Using Internet Archive to save Tablet articles into Wallabag
What about Android?
Conclusion

Using Internet Archive to save Tablet articles into Wallabag

Tablet magazine (https://www.tabletmag.com/) is a very good magazine with long-form opinion, news, and culture essays covering many topics. While the writing is good, there are a few things about Tablet that annoy me, chief among them is its lack of RSS and ATOM feeds.

For this example, I will use the newest post on Tablet as of the writing of this article, Ms. Maggie Phillips’s The Church of Harry (related to a topic I covered once before).

Cursor hovering over Wallabagger extension icon while open to article from Tablet Magazine.

Note that my cursor is hovering over the button for the Wallabag browser extension, Wallabagger. I can save the article with one click. Let us see the result.

Running into a Cloudflare CAPTCHA block while trying to save an article into Wallabag with Wallabagger.

“Attention Required! | Cloudflare” is not what I saved. Sure enough, after opening the “article” in Wallabag, I find that none of the content is present.

Attention Required Cloudflare block in Wallabag.

Is there no hope for saving Tablet articles to Wallabag? Fortunately, there is a way around the Cloudflare block. I previously wrote about using the Internet Archive to get around Cloudflare and CAPTCHA blocks in regular browsing. In the case of Wallabag, the same trick can help us save this Tablet article in Wallabag.

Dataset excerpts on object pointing
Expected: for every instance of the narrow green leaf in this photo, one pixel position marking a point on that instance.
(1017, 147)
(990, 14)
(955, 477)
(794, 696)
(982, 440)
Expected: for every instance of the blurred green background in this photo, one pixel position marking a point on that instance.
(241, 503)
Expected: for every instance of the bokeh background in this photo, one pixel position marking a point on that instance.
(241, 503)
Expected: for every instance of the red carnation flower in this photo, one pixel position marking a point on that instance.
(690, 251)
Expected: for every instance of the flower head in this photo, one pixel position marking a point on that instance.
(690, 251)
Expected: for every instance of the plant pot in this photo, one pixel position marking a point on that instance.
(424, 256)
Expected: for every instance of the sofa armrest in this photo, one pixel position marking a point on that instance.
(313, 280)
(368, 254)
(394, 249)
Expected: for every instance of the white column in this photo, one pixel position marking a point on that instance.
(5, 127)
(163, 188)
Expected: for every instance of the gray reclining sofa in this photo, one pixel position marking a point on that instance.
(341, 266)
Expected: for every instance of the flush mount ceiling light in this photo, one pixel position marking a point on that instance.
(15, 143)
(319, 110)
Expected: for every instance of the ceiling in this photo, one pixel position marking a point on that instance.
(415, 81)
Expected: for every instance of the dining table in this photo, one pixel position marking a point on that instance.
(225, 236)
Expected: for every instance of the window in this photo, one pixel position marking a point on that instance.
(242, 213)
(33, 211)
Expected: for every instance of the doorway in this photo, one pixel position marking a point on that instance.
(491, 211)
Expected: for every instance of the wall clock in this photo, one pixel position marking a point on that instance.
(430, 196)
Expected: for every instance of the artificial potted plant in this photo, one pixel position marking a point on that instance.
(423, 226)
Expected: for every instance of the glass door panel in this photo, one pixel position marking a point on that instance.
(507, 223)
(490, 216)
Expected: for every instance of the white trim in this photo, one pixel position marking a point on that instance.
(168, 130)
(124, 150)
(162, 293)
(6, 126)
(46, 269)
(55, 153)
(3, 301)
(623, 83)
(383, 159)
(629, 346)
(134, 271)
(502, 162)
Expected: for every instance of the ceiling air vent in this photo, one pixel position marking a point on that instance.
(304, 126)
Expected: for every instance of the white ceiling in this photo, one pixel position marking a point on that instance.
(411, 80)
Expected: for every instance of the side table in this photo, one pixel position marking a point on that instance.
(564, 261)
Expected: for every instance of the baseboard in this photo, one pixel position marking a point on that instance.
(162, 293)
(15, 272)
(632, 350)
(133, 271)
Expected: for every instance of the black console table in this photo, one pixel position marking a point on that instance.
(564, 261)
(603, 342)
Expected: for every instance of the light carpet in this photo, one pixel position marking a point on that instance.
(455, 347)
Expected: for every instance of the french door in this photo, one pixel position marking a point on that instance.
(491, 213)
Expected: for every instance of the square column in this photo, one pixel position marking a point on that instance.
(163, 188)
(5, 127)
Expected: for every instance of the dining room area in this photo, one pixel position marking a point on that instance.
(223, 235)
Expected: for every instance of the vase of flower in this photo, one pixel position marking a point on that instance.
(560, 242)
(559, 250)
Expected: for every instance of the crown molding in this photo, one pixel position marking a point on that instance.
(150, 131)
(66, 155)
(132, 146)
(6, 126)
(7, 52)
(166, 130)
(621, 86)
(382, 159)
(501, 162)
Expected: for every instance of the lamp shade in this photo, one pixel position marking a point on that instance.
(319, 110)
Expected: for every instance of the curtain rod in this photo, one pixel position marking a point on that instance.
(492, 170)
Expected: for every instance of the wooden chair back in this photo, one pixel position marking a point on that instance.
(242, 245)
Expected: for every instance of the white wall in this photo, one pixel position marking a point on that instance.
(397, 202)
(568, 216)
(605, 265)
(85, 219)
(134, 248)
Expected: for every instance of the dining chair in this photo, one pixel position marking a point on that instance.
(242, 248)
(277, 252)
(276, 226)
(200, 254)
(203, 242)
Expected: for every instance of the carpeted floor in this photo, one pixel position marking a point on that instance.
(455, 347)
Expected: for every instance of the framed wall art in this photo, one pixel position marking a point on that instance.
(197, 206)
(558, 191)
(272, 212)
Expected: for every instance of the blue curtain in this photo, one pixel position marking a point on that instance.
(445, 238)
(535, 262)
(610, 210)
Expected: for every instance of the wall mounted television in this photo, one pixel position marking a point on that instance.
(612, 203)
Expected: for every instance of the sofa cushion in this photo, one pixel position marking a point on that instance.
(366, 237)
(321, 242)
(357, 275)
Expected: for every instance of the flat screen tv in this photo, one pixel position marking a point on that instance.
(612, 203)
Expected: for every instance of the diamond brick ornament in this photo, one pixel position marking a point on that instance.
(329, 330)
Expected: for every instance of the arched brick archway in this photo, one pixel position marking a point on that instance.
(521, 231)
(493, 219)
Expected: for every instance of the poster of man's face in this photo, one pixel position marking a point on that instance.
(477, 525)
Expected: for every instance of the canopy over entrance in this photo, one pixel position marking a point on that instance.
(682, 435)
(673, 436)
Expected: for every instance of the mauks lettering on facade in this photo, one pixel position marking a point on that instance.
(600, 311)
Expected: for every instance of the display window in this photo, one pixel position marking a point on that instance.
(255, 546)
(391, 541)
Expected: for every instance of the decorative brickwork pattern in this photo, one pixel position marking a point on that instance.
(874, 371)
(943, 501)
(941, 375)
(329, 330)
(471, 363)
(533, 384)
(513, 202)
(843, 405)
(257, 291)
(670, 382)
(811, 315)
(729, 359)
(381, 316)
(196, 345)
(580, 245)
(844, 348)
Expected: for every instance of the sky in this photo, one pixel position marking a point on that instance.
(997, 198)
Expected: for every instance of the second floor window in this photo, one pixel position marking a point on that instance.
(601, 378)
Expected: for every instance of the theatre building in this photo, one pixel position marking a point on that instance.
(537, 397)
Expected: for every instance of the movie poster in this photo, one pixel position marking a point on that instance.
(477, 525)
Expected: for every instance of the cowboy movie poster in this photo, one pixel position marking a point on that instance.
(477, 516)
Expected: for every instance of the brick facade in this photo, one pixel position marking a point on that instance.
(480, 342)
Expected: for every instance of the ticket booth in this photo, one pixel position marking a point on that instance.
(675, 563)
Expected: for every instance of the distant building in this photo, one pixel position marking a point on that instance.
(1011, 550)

• _Required task 1_:
What is the chief thing about Tablet that annoys the writer of the Wallabag post?
• _Required task 2_:
Rewrite the Wallabag post starting with "Note that my" and going on through "content is present.", swapping "one click" for "a single click".

• _Written solution 1_:
Its lack of RSS and ATOM feeds.

• _Written solution 2_:
Note that my cursor is hovering over the button for the Wallabag browser extension, Wallabagger. I can save the article with a single click. Let us see the result.

Running into a Cloudflare CAPTCHA block while trying to save an article into Wallabag with Wallabagger.

“Attention Required! | Cloudflare” is not what I saved. Sure enough, after opening the “article” in Wallabag, I find that none of the content is present.